→ READING TEXT
It also means that the file needs to be valid python syntax (your given example file is).
Keep in mind that if you have a "text" file with this content that has a .py as the file extension, you can always do:
import mytextfile
print(mytestfile.FOO)
Of course, this assumes that the text file is syntactically correct as far as Python is concerned. On a project I worked on we did something similar to this. Turned some text files into Python files. Wacky but maybe worth consideration.
Just to give a different approach, note that if your original file is setup as
export FOO=/path/to/foo
You can do source /etc/default/foo; python myprogram.py (or . /etc/default/foo; python myprogram.py) and within myprogram.py all the values that were exported in the sourced' file are visible in os.environ, e.g
import os
os.environ["FOO"]
If you know for certain that it only contains VAR="QUOTED STRING" style variables, like this:
FOO="some value"
Then you can just do this:
>>> with open('foo.sysconfig') as fd:
... exec(fd.read())
Which gets you:
>>> FOO
'some value'
(This is effectively the same thing as the execfile() solution
suggested in the other answer.)
This method has substantial security implications; if instead of FOO="some value" your file contained:
os.system("rm -rf /")
Then you would be In Trouble.
Alternatively, you can do this:
>>> with open('foo.sysconfig') as fd:
... settings = {var: shlex.split(value) for var, value in [line.split('=', 1) for line in fd]}
Which gets you a dictionary settings that has:
>>> settings
{'FOO': ['some value']}
That settings = {...} line is using a dictionary comprehension. You could accomplish the same thing in a few more lines with a for loop and so forth.
And of course if the file contains shell-style variable expansion like ${somevar:-value_if_not_set} then this isn't going to work (unless you write your very own shell style variable parser).
There are a couple ways to do this sort of thing.
You can indeed import the file as a module, as long as the data it contains corresponds to python's syntax. But either the file in question is a .py in the same directory as your script, either you're to use imp (or importlib, depending on your version) like here.
Another solution (that has my preference) can be to use a data format that any python library can parse (JSON comes to my mind as an example).

→ WHAT TO DO
(a) List the Python modules named in the Python config thread, leaving out the text file that gets imported as a module.
(b) In the Python config thread, what data format is given as an example of one that any Python library can parse?
(c) Write the next part of the Python config thread, starting after its last sentence.
The entries that follow come from a different source.

→ DATASET CONTENT

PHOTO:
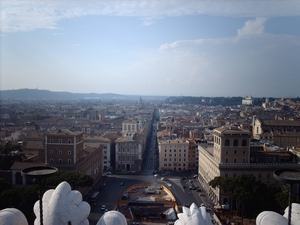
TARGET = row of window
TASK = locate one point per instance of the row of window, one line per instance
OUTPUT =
(128, 150)
(174, 164)
(259, 175)
(60, 161)
(60, 152)
(227, 142)
(126, 158)
(175, 150)
(60, 141)
(235, 160)
(170, 159)
(234, 151)
(170, 155)
(129, 127)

→ FINAL RESULTS
(a) os, shlex, imp, importlib

(b) JSON

(c)
/etc/default/foo :
{"FOO":"path/to/foo"}
And in your python code :
import json
with open('/etc/default/foo') as file:
data = json.load(file)
FOO = data["FOO"]
## ...
file.close()
This way, you don't risk to execute some uncertain code...
You have the choice, depending on what you prefer. If your data file is auto-generated by some script, it might be easier to keep a simple syntax like FOO="path/to/foo" and use imp.
Hope that it helps !
The Solution
Here is my approach: parse the bash file myself and process only variable assignment lines such as:
FOO="/path/to/foo"
Here is the code:
import shlex
def parse_shell_var(line):
"""
Parse such lines as:
FOO="My variable foo"
:return: a tuple of var name and var value, such as
('FOO', 'My variable foo')
"""
return shlex.split(line, posix=True)[0].split('=', 1)
if __name__ == '__main__':
with open('shell_vars.sh') as f:
shell_vars = dict(parse_shell_var(line) for line in f if '=' in line)
print(shell_vars)
How It Works
Take a look at this snippet:
shell_vars = dict(parse_shell_var(line) for line in f if '=' in line)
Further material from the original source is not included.